[Referring expression data]
------

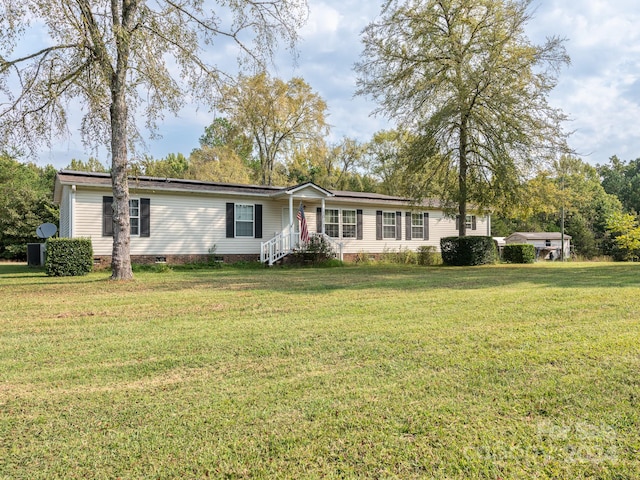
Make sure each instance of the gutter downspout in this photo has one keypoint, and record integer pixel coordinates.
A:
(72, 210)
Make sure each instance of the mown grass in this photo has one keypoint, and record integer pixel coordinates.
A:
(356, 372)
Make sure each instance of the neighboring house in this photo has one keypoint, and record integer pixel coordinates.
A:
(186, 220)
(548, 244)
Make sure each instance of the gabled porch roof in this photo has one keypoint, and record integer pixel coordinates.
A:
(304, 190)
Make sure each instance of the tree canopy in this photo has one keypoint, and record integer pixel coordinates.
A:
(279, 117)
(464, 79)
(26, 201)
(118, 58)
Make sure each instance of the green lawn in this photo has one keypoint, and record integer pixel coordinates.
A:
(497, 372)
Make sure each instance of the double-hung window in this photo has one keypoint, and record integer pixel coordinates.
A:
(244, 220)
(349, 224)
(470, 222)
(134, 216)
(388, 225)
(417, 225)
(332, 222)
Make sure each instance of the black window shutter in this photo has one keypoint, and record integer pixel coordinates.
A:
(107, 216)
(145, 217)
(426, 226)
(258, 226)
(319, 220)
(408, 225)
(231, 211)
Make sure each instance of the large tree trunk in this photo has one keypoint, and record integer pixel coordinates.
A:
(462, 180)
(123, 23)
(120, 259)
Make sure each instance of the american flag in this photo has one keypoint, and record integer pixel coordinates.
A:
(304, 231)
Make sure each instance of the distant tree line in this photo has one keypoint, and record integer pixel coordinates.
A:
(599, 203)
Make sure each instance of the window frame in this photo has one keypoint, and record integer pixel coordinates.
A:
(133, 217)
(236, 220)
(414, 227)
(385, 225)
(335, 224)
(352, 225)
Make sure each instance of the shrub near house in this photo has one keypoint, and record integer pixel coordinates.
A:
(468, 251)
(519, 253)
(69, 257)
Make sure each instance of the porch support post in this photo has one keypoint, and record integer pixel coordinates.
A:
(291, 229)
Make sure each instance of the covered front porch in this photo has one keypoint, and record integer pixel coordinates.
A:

------

THE PROBLEM — Transcribe exactly, starting at the line with "Make sure each instance of the large" and continuing through the last line of the data above; leave out all earlier lines.

REPLY TO THE EXERCISE —
Make sure each instance of the large tree trunk in this photo has one keypoint, and record integer pixel coordinates.
A:
(462, 180)
(123, 23)
(120, 259)
Make sure each instance of the american flag in this photo has one keypoint, and record integer pixel coordinates.
A:
(304, 231)
Make sure each instance of the distant tree line in this photo has one keypoint, and record integer pixel coordinates.
A:
(599, 203)
Make sure each instance of the window frame in this photo has one keypoint, and record integer pixel coordinates.
A:
(133, 217)
(236, 220)
(414, 227)
(385, 225)
(335, 224)
(352, 225)
Make sure each instance of the shrub near house in this photo has one keypoint, and record integer pixel coordinates.
A:
(468, 251)
(519, 253)
(69, 257)
Make sure each instance of the porch support post in this photo has one keypoint, and record integer pixel coordinates.
A:
(291, 229)
Make sure each instance of the covered front porch in this photo has one keypoint, and record integer pixel coordinates.
A:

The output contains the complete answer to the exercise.